--- Text Enclosed Below ---

RANGOON — As scientists continue to learn more about the rise of drug-resistant malaria in Southeast Asia, Burma has become a frontline in the battle to control the disease.
For years, artemisinin-combination therapies (ACTs) have reduced the number of new malaria cases and deaths in the region. But pockets of resistance have emerged, first in Cambodia and also in Burma, with fears that it could continue to spread westward to Africa, where the disease already kills hundreds of thousands of people every year. As a result, experts are discussing whether a rethink in current strategies to combat the parasite is needed.
In Burma, about 70 percent of the population lives in malaria-endemic areas, and the country accounts for most of the malaria-related deaths in the Mekong region. The disease is transmitted through the bites of mosquitos, with the parasite invading the liver and later the red blood cells.
To contain drug resistance, the Ministry of Health’s malaria program has started adopting a strategy in some areas known as DOT, or directly observed therapy, whereby patients are monitored to ensure that they take the full course of their therapy. Stopping medication midway through allows parasites in the body to develop resistance.
But observation can be labor intensive, as the standard treatment regimen for malaria in Burma consists of six separate doses of medication over three days.
DOT is particularly difficult because many of those infected by the disease are migrant workers who are constantly moving, according to Patrick Duigan, the Rangoon-based program manager at the International Organization for Migration.
In the coming years, changing migration patterns will create new challenges, he added. As the economic situation improves in Burma, new transportation routes to neighboring countries will affect the movement of people across borders. The Asean free trade zone planned for 2015 will lead to a further opening of the region, connecting areas of malaria prevalence and drug resistance.
But Burma’s political transition since 2011 has been largely positive for the fight against malaria, particularly in terms of funding. Although the government’s health budget remains minimal, the Global Fund, currently Burma’s biggest contributor to malaria programs, has returned after pulling out of the country under the former regime. It committed US$105 million to malaria programs in Burma from 2011-16, as well as an additional $40 million to the country as part of a regional initiative to eliminate artemisinin resistance.
In a major turn, community-based organizations and ethnic health departments are now being granted permission from the government to work on malaria projects, making them eligible for funding from international donors, said Dr. Adam Richards, a board member and health adviser at the NGO Community Partners International, which provides advice to community-based organizations implementing malaria programs in the country. As a result, these groups can access quality drugs from Rangoon, whereas previously they were forced to transport medication across the border from Thailand.

--- End of Enclosed Text ---
--- Excerpted records Enclosed Below ---

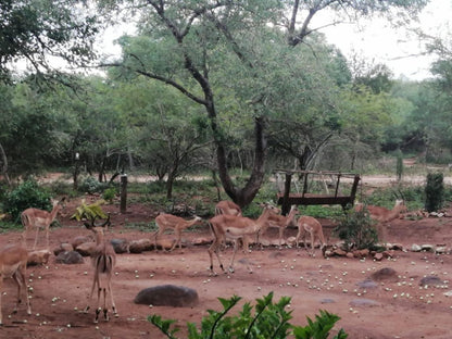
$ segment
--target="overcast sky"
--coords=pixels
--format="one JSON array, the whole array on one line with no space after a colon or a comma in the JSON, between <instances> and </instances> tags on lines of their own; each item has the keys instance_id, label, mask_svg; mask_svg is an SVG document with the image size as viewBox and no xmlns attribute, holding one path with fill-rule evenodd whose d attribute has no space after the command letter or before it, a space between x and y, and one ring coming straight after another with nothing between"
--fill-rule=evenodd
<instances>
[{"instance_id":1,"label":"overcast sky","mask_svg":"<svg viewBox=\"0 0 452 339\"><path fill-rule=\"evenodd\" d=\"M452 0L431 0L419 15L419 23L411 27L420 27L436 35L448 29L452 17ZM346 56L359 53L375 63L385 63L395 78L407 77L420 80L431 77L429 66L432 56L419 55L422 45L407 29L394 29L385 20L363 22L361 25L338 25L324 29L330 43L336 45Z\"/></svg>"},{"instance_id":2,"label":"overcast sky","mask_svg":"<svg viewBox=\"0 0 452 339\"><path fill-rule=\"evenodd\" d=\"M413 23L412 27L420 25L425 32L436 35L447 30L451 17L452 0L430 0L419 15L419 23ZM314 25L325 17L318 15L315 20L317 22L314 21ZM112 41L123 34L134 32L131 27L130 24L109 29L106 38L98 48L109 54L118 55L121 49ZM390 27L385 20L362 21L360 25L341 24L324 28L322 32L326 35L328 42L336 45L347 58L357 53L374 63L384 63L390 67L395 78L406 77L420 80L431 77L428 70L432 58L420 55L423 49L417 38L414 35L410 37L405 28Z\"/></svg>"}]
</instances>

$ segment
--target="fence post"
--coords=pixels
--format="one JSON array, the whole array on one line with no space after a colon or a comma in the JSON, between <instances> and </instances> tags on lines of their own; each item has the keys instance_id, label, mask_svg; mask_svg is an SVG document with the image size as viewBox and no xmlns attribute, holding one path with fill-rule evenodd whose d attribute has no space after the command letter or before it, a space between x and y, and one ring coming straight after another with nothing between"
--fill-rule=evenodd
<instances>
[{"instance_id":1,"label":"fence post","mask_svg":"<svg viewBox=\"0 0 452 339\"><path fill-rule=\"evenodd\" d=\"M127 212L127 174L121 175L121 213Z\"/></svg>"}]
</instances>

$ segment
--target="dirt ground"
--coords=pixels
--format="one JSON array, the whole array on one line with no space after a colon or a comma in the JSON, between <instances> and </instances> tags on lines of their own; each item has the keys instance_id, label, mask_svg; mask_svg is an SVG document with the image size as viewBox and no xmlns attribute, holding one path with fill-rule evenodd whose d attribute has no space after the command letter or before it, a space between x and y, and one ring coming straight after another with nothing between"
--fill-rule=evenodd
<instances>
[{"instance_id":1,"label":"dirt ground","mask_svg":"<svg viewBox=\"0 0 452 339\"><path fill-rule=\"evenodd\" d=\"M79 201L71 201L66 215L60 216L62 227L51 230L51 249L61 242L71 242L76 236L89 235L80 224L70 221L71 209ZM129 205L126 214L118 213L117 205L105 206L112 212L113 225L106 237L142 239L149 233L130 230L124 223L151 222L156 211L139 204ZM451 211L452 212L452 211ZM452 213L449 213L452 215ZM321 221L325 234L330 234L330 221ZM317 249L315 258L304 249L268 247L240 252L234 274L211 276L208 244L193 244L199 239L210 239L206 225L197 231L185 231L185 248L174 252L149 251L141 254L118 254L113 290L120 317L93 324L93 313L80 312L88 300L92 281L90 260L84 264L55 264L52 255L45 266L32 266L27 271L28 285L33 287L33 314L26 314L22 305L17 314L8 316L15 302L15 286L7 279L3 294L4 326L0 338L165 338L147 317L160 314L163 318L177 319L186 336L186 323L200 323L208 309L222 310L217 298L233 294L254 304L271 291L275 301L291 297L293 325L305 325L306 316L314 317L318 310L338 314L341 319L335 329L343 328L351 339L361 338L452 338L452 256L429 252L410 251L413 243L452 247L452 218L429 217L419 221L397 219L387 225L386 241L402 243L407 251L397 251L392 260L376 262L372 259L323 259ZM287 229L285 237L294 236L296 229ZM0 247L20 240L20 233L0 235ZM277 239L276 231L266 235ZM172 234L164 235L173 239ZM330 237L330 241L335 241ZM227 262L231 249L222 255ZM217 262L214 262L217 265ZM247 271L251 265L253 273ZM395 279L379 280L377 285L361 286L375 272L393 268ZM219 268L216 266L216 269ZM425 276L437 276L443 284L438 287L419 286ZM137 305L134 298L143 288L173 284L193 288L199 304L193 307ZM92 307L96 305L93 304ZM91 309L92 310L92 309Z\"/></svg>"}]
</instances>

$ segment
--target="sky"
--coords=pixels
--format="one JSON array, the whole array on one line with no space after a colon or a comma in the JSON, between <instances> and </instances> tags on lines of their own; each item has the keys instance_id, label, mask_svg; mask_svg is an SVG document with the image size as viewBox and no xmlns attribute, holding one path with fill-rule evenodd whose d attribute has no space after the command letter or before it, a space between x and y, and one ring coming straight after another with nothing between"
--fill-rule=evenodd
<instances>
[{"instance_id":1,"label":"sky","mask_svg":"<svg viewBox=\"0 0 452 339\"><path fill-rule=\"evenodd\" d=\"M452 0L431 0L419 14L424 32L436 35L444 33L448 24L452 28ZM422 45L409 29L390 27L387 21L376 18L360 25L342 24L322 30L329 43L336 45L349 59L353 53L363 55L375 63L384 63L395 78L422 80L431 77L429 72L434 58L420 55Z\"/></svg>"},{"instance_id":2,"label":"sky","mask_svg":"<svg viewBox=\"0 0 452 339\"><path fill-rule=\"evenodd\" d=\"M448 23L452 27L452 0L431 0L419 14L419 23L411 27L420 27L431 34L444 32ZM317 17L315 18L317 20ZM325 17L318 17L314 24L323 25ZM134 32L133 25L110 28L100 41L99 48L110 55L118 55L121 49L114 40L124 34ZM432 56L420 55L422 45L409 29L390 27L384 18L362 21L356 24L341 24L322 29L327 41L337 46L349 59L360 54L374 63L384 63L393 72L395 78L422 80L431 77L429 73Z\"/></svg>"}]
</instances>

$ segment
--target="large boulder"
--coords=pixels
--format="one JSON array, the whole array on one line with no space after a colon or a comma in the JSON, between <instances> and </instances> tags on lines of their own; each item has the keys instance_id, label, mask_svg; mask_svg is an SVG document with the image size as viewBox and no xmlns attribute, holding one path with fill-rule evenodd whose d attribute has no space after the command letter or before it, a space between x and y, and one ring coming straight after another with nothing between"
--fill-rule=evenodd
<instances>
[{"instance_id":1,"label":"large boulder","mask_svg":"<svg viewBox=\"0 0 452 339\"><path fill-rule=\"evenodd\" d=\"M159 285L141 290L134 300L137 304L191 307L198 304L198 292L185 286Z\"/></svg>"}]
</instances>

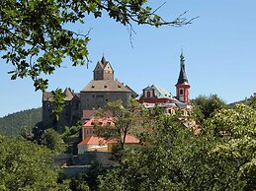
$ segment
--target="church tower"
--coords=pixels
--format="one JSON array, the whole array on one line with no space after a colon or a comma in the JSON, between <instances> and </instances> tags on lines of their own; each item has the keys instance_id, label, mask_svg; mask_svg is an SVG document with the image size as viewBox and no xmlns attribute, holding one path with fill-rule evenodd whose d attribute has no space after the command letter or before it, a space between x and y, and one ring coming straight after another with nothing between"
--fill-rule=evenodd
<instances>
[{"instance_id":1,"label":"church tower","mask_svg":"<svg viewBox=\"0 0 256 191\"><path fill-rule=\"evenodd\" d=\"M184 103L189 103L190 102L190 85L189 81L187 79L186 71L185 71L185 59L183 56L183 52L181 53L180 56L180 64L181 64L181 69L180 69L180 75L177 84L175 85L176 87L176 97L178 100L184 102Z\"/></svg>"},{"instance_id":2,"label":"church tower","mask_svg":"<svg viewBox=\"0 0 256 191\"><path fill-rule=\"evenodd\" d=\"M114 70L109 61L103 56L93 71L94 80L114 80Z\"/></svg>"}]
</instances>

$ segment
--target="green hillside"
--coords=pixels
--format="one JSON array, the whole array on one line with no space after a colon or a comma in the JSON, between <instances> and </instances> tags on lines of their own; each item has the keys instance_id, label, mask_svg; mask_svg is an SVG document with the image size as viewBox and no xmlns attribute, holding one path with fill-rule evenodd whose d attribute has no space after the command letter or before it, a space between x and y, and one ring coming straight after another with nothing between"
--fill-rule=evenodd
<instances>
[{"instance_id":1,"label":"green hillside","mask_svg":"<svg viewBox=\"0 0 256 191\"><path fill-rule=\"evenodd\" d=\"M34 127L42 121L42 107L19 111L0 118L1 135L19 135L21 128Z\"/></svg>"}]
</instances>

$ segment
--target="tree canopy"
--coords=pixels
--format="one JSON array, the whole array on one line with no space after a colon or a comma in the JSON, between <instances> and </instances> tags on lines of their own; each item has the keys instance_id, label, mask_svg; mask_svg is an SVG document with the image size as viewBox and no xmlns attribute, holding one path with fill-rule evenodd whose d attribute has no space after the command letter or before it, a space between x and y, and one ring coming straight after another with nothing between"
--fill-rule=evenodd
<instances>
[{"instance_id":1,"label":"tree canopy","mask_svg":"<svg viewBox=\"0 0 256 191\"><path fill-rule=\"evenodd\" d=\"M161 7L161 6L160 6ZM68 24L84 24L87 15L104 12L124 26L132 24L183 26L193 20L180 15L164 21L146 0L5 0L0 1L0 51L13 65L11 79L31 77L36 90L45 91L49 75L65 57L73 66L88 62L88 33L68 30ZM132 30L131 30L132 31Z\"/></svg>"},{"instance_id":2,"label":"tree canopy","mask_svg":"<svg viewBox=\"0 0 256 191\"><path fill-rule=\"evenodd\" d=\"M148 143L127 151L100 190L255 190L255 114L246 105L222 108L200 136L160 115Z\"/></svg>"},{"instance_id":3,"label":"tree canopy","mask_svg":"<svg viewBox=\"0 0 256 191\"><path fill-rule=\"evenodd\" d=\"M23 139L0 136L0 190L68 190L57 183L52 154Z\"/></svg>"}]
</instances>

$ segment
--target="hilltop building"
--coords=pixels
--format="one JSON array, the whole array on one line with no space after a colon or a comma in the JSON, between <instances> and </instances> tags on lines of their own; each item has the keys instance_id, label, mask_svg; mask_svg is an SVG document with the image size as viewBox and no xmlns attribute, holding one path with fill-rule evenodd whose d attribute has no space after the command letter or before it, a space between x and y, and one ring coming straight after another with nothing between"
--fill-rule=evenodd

--- End of Enclosed Excerpted records ---

:: Activity ::
Copy the text on drug-resistant malaria in Burma word for word, starting with "For years, artemisinin-combination" and going on through "red blood cells.".

:: Answer for this exercise ::
For years, artemisinin-combination therapies (ACTs) have reduced the number of new malaria cases and deaths in the region. But pockets of resistance have emerged, first in Cambodia and also in Burma, with fears that it could continue to spread westward to Africa, where the disease already kills hundreds of thousands of people every year. As a result, experts are discussing whether a rethink in current strategies to combat the parasite is needed.
In Burma, about 70 percent of the population lives in malaria-endemic areas, and the country accounts for most of the malaria-related deaths in the Mekong region. The disease is transmitted through the bites of mosquitos, with the parasite invading the liver and later the red blood cells.